# [EXTRACTED MATERIAL]
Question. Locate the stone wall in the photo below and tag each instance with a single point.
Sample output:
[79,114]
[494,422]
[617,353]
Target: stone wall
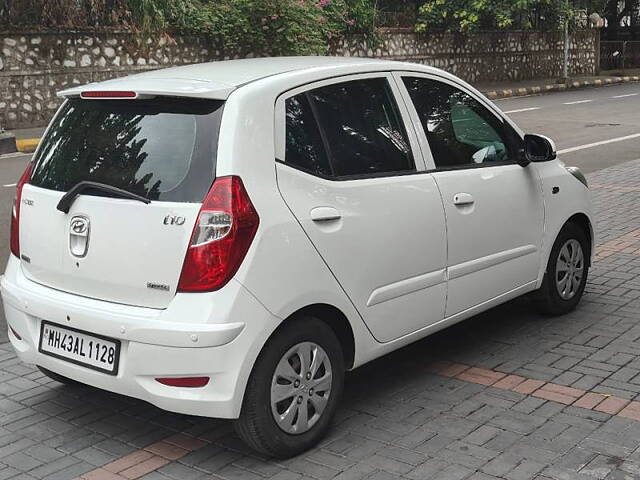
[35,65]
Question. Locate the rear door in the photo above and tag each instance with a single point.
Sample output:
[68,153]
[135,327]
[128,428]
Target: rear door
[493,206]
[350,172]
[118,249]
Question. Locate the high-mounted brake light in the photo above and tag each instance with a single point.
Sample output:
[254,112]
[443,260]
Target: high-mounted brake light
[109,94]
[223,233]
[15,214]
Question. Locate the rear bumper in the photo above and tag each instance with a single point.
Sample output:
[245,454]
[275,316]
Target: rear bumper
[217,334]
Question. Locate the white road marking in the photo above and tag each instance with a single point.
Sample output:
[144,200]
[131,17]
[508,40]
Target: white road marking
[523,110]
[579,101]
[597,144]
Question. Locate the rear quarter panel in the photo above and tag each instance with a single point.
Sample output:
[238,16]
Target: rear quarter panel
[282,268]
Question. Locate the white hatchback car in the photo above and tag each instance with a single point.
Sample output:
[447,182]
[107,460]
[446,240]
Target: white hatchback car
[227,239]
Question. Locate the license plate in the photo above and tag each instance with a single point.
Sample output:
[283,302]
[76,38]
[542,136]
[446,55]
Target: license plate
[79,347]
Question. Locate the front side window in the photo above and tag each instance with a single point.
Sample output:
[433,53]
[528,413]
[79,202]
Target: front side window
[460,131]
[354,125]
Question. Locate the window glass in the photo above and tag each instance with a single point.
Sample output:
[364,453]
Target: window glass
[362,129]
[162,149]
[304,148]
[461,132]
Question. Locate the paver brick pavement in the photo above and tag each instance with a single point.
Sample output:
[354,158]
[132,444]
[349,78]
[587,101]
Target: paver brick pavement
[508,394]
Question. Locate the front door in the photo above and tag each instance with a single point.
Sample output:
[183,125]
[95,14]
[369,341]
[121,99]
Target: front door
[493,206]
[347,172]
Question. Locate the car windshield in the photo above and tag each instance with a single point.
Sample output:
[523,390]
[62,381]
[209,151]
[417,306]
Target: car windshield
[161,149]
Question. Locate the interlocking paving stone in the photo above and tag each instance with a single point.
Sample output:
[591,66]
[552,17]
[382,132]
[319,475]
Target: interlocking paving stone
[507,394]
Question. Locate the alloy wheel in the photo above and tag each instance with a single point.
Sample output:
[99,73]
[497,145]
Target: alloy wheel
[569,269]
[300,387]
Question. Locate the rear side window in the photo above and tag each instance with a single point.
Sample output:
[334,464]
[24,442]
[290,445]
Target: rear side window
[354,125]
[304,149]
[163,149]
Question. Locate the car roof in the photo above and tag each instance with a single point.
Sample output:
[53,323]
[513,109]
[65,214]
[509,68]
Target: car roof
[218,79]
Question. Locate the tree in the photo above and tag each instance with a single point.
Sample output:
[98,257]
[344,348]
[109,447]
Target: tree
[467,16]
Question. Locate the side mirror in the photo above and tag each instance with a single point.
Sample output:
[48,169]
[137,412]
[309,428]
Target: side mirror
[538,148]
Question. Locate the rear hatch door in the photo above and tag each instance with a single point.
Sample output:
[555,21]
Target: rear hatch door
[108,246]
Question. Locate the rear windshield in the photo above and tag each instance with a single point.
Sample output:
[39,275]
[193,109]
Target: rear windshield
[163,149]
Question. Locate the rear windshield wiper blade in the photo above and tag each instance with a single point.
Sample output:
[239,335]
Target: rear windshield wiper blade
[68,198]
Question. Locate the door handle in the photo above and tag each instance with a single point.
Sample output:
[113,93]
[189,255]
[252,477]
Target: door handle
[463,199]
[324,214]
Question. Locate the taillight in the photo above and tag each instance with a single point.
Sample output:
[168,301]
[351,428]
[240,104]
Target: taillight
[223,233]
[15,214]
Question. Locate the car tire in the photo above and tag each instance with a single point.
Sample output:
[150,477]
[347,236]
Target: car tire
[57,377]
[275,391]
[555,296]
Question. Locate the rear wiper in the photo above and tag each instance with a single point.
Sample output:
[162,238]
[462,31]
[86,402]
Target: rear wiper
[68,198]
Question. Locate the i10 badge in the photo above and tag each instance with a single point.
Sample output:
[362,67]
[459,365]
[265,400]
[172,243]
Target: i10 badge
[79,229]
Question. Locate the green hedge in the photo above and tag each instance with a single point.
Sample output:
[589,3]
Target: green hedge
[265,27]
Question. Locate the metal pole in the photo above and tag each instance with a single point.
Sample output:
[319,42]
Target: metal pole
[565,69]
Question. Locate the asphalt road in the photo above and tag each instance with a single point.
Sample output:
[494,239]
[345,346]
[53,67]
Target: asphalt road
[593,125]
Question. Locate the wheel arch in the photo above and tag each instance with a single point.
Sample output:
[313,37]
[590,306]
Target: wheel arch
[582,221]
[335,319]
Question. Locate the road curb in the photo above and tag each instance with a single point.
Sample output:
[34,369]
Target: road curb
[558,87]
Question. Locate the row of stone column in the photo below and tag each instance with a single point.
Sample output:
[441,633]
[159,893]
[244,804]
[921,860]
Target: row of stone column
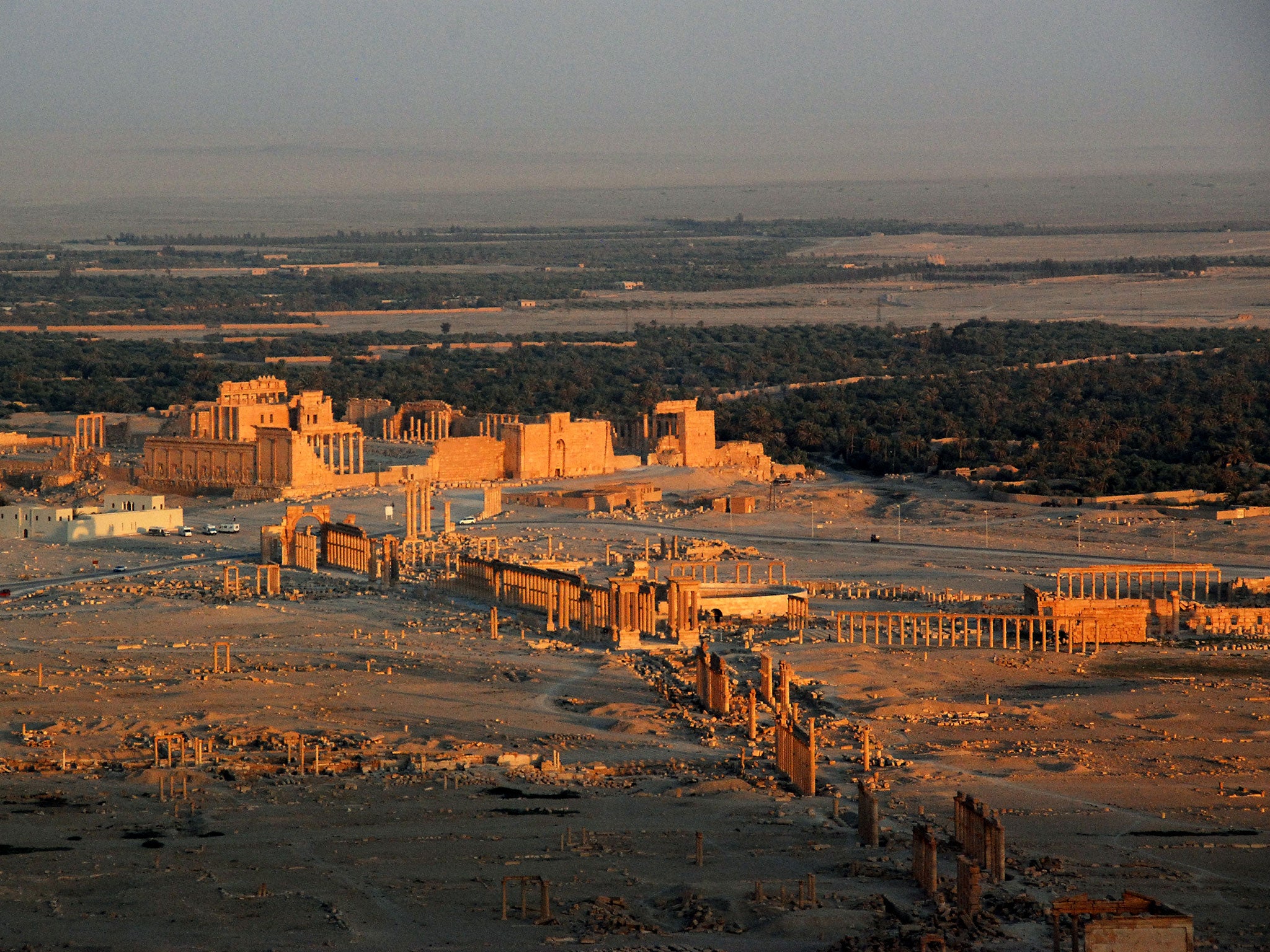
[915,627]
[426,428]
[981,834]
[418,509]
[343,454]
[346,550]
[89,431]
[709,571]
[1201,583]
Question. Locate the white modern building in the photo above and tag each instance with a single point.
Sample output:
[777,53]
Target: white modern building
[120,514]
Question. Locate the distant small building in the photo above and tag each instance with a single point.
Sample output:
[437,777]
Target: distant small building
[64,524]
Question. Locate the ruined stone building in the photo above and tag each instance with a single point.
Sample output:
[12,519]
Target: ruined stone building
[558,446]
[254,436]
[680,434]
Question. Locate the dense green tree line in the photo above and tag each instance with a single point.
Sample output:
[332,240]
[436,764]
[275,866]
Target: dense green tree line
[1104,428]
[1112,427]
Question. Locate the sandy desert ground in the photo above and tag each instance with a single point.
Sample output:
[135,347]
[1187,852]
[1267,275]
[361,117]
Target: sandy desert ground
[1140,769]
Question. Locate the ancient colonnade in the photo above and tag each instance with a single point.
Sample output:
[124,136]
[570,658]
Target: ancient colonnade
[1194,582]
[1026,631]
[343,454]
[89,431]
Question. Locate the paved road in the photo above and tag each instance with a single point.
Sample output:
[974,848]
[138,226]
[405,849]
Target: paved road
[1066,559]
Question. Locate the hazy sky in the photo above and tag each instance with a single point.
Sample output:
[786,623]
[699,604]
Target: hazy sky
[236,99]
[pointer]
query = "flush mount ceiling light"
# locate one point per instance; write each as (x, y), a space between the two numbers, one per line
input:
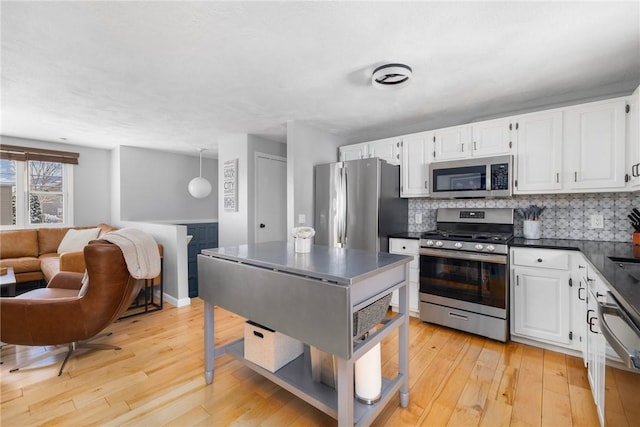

# [PROMPT]
Looking at the records above, which lines contain "below"? Copy those lines.

# [PROBLEM SOLUTION]
Question. Locate the stone wall in the photo below and tag each instance with a single point.
Question. Locate the row of stone column in the photo below and tag each instance with a single point.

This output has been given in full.